• WHAT IS NEEDED: Below are some records; output exactly the lines from the line with "the saree drape?" to the line with "the woman's eyebrow?", both ends kept, and nothing more.

──────── SUPPLIED RECORDS

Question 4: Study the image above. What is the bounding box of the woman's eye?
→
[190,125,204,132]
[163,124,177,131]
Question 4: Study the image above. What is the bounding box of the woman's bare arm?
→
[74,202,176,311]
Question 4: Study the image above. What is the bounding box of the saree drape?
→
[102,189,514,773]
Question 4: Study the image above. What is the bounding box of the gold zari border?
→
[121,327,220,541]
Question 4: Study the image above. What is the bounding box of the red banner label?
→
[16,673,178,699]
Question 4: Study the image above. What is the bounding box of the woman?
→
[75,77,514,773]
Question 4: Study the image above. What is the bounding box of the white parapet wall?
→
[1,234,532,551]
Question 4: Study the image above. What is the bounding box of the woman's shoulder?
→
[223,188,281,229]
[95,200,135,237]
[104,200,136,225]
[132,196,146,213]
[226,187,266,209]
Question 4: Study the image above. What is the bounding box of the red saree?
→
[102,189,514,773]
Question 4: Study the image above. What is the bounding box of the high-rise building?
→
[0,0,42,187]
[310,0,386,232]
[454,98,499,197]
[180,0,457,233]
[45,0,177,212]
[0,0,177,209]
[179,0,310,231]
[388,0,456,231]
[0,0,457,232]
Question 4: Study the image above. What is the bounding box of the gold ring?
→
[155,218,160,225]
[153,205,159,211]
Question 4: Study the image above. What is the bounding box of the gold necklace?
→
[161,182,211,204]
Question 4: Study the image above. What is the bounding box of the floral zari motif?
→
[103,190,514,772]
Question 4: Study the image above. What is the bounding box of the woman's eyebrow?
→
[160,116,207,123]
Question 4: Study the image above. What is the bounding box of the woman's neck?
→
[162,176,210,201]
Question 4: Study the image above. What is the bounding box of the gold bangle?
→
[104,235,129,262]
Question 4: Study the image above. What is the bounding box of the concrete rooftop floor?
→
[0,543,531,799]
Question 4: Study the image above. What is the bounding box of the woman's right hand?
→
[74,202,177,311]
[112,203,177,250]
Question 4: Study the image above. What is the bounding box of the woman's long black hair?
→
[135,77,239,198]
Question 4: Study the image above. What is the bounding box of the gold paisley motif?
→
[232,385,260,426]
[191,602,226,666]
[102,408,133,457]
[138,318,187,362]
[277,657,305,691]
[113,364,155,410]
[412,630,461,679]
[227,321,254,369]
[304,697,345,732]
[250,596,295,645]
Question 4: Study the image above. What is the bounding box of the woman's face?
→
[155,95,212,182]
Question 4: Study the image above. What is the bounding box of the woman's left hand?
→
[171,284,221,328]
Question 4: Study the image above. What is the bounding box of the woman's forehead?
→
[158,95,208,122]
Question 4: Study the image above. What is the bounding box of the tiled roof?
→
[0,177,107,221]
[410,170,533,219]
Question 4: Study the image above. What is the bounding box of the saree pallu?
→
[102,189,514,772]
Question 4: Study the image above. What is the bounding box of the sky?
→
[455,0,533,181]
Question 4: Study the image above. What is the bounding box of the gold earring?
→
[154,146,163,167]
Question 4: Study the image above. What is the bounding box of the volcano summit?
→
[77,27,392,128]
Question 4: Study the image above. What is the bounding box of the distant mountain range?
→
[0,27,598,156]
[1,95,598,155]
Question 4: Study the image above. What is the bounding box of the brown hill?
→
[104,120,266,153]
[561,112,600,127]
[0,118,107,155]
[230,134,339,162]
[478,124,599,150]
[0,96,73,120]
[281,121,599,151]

────────────────
──────── SUPPLIED RECORDS

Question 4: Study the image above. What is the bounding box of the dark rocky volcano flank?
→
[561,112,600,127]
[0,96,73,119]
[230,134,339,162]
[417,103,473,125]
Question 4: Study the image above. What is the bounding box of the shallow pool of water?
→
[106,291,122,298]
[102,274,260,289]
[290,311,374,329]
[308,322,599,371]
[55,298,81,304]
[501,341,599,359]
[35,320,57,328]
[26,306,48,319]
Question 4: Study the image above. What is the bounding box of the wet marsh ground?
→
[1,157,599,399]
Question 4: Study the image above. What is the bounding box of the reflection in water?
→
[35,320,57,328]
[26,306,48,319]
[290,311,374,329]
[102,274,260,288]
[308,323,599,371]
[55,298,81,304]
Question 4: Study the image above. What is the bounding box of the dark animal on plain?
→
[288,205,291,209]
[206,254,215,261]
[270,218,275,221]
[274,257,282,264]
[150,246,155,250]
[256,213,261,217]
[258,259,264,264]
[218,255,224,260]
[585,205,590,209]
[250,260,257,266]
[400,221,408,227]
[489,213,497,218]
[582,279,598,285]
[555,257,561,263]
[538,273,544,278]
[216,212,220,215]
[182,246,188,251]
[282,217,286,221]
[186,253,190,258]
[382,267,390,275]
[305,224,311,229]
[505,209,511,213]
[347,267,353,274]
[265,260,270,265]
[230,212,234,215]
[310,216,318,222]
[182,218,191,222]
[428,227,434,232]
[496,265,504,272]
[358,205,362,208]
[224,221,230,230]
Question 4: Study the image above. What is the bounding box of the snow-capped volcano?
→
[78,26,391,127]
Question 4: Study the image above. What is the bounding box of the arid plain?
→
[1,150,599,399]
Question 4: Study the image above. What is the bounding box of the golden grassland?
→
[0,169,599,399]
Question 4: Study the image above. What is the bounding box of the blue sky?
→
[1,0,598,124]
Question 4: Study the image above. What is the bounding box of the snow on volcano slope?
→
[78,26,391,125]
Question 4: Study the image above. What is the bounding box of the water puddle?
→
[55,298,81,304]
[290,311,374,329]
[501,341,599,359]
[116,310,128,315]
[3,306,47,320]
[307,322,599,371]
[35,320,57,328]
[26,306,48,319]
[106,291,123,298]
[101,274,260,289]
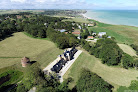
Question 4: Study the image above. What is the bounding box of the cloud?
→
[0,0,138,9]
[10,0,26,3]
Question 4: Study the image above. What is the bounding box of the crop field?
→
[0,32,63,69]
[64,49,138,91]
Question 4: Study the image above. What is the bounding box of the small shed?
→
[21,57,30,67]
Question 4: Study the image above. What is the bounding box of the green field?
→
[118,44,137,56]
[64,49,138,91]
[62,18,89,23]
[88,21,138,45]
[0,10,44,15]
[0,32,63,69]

────────────────
──────── SUPPLIED RECORDS

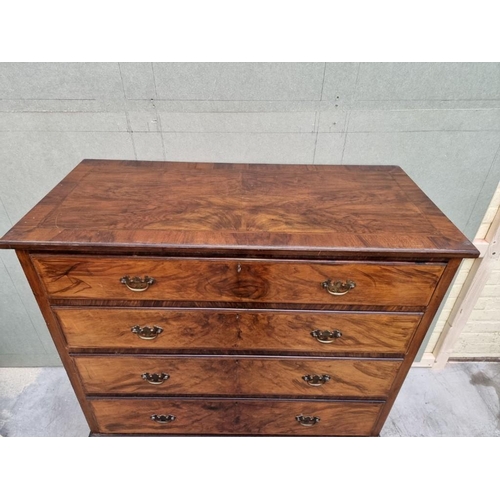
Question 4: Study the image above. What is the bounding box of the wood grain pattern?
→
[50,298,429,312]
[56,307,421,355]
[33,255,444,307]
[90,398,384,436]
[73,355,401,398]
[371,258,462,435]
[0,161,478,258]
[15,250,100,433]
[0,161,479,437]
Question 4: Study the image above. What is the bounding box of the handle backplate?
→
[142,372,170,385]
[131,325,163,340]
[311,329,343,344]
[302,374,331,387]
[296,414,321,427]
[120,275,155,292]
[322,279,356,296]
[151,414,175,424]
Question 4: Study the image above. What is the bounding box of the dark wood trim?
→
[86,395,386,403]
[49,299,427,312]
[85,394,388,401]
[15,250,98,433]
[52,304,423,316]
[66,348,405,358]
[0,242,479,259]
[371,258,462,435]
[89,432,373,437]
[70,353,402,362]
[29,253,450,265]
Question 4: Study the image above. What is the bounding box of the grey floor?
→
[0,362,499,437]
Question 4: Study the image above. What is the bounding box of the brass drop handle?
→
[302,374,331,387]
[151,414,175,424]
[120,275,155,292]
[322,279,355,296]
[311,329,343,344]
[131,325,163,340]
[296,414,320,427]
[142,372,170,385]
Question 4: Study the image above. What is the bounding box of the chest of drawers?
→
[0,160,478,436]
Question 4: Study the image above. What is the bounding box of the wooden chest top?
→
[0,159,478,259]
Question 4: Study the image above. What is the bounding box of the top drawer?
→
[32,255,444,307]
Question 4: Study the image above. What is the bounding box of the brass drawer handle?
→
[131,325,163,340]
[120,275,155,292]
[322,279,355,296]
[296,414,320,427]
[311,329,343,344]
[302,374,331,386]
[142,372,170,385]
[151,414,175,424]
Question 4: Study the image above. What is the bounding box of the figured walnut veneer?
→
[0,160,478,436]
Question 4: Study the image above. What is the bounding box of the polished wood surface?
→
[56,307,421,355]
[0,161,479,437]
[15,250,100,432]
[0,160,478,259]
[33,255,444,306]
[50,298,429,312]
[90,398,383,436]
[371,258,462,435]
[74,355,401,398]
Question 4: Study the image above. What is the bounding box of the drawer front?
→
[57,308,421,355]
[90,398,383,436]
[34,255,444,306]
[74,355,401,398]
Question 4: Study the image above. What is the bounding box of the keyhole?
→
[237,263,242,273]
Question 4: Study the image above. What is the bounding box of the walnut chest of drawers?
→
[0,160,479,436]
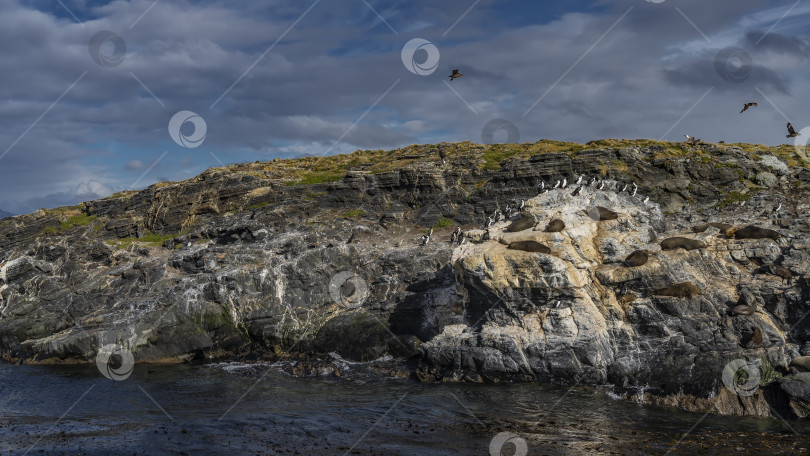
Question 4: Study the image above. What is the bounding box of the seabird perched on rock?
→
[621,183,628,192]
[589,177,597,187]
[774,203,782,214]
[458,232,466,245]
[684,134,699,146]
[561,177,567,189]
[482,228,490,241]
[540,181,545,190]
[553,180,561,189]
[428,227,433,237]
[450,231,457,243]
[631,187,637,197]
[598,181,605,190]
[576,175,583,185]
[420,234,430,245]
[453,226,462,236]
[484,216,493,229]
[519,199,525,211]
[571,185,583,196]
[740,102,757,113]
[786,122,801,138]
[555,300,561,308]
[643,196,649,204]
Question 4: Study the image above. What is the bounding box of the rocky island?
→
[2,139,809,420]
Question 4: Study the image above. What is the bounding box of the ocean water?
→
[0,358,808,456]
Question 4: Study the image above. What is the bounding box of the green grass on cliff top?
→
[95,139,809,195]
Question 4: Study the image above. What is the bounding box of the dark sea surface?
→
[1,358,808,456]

────────────────

• COMPLETED EXERCISE:
Question 4: Study the image above. What is the bounding box of the saree drape?
→
[102,189,514,773]
Question 4: Study the image above. What is the bounding box of the gold zari border?
→
[121,327,220,541]
Question 4: Study the image above. What is the bounding box of the red banner label?
→
[16,673,178,699]
Question 4: Study the image above. What is the bounding box of the woman?
→
[75,77,514,773]
Question 4: Study the image above. What is the bounding box of the white parapet wall?
→
[1,234,532,551]
Question 4: Study the image above. What is the bounding box of the woman's shoulder?
→
[223,188,281,229]
[95,200,135,237]
[104,200,136,225]
[132,196,146,213]
[226,187,266,209]
Question 4: Study the image above. What is the bounding box of the red saree?
→
[102,189,514,773]
Question 4: Study the image above. What is the bounding box of the high-rise building?
→
[0,0,42,187]
[310,0,386,232]
[454,98,499,197]
[180,0,457,233]
[45,0,177,212]
[0,0,177,209]
[179,0,310,231]
[388,0,456,231]
[0,0,457,232]
Question 4: Study the image above. What is the bounding box of the gold ring?
→
[155,218,160,225]
[153,205,159,211]
Question 4: Study the image above. What is the bounding box of the gold necklace?
→
[161,182,211,204]
Question 4: Study the image above. What is the bounding box of the floral zari motif?
→
[103,190,514,772]
Question 4: Study the image above. What is the bounding box of the woman's eyebrow?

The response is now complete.